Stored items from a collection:

----------------------------------------

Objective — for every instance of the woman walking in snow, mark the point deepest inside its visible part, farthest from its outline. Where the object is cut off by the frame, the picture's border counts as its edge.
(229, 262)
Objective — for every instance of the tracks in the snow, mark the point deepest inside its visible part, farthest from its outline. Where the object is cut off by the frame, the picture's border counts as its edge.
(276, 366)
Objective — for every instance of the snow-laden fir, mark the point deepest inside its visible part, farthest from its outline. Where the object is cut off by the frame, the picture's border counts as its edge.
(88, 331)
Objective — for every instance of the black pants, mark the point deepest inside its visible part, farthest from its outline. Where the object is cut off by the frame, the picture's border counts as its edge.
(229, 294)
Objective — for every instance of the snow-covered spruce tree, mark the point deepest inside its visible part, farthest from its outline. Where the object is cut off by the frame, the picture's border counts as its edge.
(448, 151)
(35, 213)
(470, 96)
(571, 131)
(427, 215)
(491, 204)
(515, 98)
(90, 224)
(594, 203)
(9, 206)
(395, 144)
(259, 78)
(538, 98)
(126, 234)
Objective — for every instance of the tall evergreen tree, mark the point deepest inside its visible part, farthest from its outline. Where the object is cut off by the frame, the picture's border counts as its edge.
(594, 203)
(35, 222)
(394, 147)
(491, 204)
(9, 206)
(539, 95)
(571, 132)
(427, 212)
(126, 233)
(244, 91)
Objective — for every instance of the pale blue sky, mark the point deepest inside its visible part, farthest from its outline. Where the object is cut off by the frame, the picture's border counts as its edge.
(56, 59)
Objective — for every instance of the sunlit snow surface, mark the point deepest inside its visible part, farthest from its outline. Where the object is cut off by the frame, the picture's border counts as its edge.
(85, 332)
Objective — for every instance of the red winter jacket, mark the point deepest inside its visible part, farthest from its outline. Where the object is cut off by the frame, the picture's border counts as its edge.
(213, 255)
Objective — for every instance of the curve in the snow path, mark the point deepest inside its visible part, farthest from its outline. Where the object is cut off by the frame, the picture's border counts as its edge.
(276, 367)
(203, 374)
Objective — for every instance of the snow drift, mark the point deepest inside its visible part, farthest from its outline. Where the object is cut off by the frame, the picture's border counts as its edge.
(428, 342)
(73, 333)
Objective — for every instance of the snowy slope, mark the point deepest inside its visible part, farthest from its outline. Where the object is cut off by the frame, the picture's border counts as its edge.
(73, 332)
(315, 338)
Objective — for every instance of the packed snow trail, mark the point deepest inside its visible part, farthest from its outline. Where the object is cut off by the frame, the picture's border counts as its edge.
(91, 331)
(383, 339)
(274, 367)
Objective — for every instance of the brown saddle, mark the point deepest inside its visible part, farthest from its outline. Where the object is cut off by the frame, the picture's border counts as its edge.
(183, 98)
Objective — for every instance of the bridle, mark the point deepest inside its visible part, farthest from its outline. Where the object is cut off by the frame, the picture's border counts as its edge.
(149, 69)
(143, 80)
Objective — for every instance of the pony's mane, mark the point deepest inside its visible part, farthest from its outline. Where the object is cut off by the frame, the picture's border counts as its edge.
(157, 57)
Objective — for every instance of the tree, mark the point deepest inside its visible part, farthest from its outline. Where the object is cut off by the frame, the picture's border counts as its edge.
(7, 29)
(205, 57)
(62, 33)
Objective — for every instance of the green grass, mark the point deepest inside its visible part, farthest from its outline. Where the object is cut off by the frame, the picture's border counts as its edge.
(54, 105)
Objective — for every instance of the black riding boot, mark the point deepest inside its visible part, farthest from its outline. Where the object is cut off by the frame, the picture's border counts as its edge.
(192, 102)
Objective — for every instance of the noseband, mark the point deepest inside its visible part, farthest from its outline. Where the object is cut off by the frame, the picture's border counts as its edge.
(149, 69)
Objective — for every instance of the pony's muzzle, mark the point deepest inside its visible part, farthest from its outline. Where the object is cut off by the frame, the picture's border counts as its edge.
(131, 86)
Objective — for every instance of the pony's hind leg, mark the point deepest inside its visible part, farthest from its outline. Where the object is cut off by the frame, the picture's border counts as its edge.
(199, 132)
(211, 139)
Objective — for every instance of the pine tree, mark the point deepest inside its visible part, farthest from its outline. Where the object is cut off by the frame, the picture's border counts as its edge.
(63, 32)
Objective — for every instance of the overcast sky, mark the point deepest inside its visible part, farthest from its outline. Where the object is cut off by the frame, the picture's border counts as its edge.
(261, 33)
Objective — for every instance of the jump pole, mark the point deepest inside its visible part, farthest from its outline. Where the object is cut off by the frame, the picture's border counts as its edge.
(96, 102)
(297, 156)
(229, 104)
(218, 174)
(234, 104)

----------------------------------------

Task to complete: Lines before the one containing "Objective — for every instance of the overcast" are to be left out; that line and every line after it through the end of the data should be copied exactly.

Task result:
Objective — for every instance of the overcast sky, mark the point deepest inside its visible part, farthest from its outline. Where the object is cut off by the frame, the picture's border counts as its edge.
(261, 33)
Objective — for every instance of the jump pole, mark the point deepest inside its visible part, farthest from its outline. Where the object is cut off by the frame, the picture's border counts as its edge.
(96, 102)
(297, 156)
(229, 104)
(218, 174)
(234, 104)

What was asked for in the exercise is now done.